## Exercise aim
Copy out the section of the data below that opens with the line containing "Expected: for each instance of the chimney" and closes with the final line of the data, both lines included. Leave the request line unchanged, and shift every x and y coordinate in the answer by -124.

## Task material
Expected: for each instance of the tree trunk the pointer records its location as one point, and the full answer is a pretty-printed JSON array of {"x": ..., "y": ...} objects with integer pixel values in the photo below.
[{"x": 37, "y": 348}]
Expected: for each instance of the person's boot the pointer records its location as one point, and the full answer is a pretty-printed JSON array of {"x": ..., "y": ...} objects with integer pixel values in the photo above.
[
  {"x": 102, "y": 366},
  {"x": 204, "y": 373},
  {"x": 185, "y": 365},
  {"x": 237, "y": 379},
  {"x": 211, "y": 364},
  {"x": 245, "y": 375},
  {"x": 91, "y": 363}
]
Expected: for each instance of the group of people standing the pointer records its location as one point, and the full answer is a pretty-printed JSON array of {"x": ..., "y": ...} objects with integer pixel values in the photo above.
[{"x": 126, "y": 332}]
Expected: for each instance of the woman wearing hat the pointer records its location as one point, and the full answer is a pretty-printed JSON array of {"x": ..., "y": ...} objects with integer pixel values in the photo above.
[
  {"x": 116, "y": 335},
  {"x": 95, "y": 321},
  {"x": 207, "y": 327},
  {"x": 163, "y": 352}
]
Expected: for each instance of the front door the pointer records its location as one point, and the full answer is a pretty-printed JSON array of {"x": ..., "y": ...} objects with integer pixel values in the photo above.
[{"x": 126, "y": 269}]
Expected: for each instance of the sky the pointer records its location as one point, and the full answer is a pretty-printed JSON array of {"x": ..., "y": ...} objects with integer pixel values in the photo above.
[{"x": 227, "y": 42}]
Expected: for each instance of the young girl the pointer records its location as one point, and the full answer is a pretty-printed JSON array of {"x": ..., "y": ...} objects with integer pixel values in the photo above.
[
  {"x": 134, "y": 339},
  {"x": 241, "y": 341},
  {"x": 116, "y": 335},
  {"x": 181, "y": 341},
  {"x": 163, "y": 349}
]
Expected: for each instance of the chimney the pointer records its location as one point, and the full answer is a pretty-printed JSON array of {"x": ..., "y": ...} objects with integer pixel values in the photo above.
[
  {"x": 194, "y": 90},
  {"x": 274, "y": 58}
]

## The result
Expected: for each instance of the chimney the pointer records its location as one point, and the full answer is a pretty-printed JSON array of {"x": ..., "y": ...} objects with integer pixel values in the photo above.
[
  {"x": 70, "y": -34},
  {"x": 150, "y": -66}
]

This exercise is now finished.